-- START --
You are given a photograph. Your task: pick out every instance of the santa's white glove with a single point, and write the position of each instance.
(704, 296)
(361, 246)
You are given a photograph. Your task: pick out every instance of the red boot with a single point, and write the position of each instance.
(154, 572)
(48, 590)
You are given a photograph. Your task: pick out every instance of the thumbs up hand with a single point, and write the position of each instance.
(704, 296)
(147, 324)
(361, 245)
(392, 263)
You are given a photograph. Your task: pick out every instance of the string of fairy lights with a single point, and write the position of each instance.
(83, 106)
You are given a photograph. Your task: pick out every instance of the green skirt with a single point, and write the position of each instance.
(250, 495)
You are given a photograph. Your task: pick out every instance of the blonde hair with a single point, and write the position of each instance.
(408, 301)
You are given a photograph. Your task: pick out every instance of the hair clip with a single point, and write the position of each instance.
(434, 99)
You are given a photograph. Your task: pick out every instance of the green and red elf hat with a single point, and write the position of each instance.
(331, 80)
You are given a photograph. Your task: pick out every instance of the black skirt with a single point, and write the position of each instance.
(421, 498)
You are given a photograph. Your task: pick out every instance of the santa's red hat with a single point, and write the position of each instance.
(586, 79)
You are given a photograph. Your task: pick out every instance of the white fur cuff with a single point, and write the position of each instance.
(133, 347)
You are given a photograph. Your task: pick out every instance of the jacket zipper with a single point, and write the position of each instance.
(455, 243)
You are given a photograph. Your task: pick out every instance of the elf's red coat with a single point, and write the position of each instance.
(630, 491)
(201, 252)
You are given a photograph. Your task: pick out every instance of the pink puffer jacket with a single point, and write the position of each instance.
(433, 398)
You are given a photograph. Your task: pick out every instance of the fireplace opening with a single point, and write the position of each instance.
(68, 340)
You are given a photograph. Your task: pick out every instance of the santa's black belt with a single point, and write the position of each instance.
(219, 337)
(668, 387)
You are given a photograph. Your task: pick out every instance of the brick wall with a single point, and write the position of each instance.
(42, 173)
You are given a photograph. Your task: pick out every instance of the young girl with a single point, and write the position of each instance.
-- END --
Output the data from the line containing "of the fireplace" through the last line of the data, both included, as a Markdown table with the columns Row and Line. Put the row number under Row and the line under Line, and omit blank lines.

Task response
| Row | Line |
|---|---|
| 1 | You are given a photograph. Your task: pick out every instance of the fireplace opening with a single point, and write the position of each instance. |
| 2 | (68, 340) |
| 3 | You are given a photograph. Your task: pick out every instance of the santa's black belt with a single point, and write the position of each instance. |
| 4 | (219, 337) |
| 5 | (668, 387) |
| 6 | You are given a photograph. Your task: pick out every instance of the brick wall with a single point, and write the position of each instance. |
| 7 | (42, 173) |
| 8 | You are given a photograph. Your task: pick out every instance of the young girl with a single point, and write the position of each instance. |